→ What you should do: Find "the firefighter in" in the material below, then copy that line and every subsequent line to the end, exactly.
===== Raw data
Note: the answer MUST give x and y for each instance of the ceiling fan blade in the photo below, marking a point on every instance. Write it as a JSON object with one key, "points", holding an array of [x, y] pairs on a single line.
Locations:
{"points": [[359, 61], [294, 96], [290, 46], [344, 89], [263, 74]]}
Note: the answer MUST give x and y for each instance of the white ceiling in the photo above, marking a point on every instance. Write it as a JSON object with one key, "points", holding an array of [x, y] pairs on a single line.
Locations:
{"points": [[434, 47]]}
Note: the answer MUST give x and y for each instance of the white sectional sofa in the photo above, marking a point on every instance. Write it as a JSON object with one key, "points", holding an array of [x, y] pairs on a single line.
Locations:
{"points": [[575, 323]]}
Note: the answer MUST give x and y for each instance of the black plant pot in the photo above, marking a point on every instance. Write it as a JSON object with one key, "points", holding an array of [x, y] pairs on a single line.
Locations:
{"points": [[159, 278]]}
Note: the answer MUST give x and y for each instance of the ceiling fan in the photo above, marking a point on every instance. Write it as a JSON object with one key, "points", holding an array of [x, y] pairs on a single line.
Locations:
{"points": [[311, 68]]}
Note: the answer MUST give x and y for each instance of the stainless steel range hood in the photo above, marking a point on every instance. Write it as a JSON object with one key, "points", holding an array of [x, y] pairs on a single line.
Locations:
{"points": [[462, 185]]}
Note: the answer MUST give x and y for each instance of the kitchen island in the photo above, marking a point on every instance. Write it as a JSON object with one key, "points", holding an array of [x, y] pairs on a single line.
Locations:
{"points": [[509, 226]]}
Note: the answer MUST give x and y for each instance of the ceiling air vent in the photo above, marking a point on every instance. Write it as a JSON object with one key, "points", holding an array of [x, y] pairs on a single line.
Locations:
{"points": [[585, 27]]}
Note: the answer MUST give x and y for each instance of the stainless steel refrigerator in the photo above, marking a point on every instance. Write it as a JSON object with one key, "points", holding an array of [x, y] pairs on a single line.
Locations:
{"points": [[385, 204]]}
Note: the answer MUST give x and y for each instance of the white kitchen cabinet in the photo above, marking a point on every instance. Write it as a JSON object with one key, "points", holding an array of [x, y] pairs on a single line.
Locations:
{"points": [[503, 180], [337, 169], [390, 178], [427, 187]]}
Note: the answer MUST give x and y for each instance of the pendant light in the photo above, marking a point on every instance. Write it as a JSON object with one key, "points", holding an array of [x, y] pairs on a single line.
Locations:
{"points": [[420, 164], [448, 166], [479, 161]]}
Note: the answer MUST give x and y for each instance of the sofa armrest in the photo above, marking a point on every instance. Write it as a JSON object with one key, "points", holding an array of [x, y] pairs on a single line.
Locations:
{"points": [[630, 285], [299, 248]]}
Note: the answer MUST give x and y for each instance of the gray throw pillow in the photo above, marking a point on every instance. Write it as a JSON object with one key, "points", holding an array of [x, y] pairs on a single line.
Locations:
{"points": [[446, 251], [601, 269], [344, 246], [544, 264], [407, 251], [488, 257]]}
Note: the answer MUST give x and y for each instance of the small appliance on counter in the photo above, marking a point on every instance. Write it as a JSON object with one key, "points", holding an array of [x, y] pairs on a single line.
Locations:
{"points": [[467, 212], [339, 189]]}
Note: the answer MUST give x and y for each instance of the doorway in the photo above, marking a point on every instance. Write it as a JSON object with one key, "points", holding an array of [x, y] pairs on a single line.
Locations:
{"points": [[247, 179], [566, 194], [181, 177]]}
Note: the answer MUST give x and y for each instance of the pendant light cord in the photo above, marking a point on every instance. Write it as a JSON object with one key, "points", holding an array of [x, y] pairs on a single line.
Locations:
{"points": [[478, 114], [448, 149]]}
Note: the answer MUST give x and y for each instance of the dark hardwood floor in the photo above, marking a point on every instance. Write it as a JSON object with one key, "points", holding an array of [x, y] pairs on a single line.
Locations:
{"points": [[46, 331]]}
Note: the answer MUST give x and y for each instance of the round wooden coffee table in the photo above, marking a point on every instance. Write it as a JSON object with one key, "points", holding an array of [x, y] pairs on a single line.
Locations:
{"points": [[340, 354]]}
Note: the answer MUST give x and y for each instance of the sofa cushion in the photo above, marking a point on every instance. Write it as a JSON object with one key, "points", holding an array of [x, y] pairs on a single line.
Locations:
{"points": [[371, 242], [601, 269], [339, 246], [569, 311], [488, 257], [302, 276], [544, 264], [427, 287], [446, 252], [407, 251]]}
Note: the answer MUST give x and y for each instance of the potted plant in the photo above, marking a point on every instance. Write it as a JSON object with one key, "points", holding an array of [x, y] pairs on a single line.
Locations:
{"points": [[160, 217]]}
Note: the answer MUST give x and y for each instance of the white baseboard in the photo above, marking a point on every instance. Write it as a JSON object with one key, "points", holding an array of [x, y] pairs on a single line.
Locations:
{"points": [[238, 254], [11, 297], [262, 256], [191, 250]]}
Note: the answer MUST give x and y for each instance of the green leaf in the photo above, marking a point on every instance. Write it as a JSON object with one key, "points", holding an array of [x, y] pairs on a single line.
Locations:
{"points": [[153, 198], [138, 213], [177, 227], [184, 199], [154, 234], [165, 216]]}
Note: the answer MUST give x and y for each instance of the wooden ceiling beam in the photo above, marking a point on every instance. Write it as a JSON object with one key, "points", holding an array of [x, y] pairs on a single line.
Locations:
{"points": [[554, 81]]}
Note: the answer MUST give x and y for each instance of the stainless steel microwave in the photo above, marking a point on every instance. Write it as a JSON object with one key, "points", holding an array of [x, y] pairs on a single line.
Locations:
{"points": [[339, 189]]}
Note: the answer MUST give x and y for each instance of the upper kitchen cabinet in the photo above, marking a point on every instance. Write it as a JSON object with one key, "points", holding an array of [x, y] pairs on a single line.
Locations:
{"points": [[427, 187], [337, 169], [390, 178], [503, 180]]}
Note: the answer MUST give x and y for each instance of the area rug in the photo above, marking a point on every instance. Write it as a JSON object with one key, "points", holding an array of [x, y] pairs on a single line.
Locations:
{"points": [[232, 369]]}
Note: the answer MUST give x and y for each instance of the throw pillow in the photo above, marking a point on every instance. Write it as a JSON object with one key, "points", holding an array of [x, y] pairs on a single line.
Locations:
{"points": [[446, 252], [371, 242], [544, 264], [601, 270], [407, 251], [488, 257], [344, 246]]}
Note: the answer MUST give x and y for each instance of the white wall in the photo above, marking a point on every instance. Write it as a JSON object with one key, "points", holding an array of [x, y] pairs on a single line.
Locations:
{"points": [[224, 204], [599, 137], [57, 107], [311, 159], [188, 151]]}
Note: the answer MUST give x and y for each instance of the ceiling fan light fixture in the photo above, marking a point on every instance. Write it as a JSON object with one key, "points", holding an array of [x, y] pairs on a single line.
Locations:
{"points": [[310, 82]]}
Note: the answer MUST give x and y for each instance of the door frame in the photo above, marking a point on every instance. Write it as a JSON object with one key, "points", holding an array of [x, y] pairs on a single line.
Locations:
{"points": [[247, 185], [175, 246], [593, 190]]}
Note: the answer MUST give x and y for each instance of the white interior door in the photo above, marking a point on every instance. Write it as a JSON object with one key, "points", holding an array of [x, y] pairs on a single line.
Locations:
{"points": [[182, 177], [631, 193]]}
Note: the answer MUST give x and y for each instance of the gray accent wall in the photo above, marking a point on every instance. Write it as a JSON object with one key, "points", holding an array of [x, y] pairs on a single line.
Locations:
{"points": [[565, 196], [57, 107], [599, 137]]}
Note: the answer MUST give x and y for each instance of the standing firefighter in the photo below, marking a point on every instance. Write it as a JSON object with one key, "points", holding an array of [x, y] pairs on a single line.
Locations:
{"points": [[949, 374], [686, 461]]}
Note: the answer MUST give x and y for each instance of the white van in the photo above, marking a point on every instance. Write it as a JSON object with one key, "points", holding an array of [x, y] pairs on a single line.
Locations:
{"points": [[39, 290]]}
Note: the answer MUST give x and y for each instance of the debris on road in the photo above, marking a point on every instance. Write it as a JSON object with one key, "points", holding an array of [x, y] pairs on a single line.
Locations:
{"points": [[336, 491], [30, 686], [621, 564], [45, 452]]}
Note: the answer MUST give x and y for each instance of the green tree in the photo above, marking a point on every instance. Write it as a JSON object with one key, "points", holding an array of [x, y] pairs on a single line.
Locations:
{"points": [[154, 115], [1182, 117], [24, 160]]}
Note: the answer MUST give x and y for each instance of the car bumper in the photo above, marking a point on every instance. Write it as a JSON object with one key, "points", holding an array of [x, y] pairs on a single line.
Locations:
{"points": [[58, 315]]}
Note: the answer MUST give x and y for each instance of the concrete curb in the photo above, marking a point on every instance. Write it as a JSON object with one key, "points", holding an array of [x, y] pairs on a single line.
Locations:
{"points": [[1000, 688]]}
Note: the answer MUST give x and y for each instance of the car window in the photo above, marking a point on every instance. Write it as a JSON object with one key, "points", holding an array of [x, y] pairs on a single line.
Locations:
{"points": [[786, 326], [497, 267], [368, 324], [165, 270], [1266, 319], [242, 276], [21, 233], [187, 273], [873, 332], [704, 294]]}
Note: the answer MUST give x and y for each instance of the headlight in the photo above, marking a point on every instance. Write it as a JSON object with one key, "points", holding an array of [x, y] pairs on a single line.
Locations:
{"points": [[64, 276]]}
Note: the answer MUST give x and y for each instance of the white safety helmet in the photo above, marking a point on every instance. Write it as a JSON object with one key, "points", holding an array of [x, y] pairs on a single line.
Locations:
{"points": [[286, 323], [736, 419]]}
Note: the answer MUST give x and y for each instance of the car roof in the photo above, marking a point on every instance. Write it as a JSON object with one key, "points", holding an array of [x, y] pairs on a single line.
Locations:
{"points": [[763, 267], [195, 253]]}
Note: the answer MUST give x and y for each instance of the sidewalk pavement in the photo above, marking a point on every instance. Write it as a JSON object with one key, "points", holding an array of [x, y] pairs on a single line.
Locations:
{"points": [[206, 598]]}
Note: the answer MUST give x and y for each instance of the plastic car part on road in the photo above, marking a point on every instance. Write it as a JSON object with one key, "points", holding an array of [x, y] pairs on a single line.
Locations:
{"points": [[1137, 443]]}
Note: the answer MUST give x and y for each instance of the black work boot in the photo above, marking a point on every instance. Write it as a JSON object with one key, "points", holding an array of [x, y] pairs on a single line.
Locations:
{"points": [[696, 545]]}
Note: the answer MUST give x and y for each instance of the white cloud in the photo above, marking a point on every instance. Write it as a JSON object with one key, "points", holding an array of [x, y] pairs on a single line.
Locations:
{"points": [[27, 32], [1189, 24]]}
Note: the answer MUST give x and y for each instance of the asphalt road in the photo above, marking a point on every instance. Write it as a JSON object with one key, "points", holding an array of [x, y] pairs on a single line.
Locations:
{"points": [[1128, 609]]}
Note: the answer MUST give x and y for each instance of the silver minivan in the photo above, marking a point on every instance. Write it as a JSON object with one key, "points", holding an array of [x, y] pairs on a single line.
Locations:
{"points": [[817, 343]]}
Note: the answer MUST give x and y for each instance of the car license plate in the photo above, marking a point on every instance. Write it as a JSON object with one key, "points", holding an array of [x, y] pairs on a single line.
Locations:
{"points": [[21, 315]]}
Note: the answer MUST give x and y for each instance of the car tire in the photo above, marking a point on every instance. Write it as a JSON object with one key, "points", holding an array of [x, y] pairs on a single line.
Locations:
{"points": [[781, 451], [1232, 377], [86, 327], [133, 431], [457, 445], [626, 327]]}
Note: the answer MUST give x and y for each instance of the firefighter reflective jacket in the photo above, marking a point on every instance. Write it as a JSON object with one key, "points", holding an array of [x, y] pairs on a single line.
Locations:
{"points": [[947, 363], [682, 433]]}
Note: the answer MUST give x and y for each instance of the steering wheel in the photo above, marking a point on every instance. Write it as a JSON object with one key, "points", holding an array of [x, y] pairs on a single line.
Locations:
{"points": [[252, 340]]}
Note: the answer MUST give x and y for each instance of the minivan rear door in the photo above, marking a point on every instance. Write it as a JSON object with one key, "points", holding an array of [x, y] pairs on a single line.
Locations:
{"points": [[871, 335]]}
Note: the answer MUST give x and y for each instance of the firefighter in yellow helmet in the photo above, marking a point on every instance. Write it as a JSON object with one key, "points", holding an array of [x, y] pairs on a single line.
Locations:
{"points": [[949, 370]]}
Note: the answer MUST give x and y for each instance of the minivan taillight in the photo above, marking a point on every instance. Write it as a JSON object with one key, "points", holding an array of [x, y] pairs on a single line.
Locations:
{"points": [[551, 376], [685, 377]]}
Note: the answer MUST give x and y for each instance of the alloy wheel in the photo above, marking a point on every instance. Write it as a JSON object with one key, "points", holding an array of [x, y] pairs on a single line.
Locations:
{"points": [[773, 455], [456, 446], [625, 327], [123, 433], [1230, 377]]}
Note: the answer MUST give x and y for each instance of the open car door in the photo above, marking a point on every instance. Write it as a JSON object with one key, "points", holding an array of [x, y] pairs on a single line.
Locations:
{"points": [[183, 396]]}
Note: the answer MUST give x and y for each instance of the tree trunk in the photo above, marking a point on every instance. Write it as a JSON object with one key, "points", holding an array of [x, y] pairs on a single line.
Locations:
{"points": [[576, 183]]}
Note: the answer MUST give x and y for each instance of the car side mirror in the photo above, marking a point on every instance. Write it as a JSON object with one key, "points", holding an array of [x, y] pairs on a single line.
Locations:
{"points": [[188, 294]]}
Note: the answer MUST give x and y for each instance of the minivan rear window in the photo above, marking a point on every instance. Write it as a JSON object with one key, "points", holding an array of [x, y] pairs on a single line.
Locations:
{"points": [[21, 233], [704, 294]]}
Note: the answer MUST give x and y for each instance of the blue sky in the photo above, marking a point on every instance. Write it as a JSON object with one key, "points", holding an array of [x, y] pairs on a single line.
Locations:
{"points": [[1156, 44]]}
==========
→ Task output:
Note: the answer MUST give x and y for each instance of the firefighter in yellow helmet in the photo above, marking a point on every instance. Write it as a JSON object with one key, "points", holding an array of [x, y] pairs on a single line.
Locations:
{"points": [[949, 370]]}
Note: the answer MUST give x and y for each instance of the minivan taillight in the photo above, marking a point on every instance. Write it as a JSON object with one key, "points", holding an array of [x, y] pairs on a single line.
Locations:
{"points": [[551, 376], [685, 377]]}
Note: the answer MUST give x and y for each instance of the alloy wheel in the photo above, marking a point on every instance. Write it as a JSON object with one key, "points", holding an array of [x, y] pairs on a single line.
Locations:
{"points": [[773, 455], [456, 446], [625, 327], [123, 433], [1230, 377]]}
Note: the answer MUST give x and y for each instance of the open car door in the photo above, marking a point on every instance. Write it as a JSON object with one key, "points", holding an array of [x, y] pairs on a single line.
Locations:
{"points": [[183, 396]]}
Note: the answer MUST give x and y for each instance of the tree trunk in the photo above, marking a point on every instance. Write it as a JSON object with one key, "points", holding an array of [x, y] pairs on a single line.
Locations:
{"points": [[576, 183]]}
Note: the answer MUST give x and y for each instance of the car side mirror in the photo above, marking a point on every instance. Write it as a JSON object with one key, "points", holding an array of [x, y] pairs on a single line.
Locations:
{"points": [[188, 294]]}
Note: the answer MUST give x and y for each instance of the minivan rear window in the photo above, marking a point on every instance. Write it as a JSON object with one key, "points", holding an array of [x, y] pairs on a single line.
Locations:
{"points": [[21, 233], [704, 294]]}
Note: the answer MUST give x and y for each instance of the blue sky in the photo above, marking a point on every instance. Write it as a JSON object with one key, "points", holding an array of [x, y] pairs on a single line.
Locations:
{"points": [[1156, 44]]}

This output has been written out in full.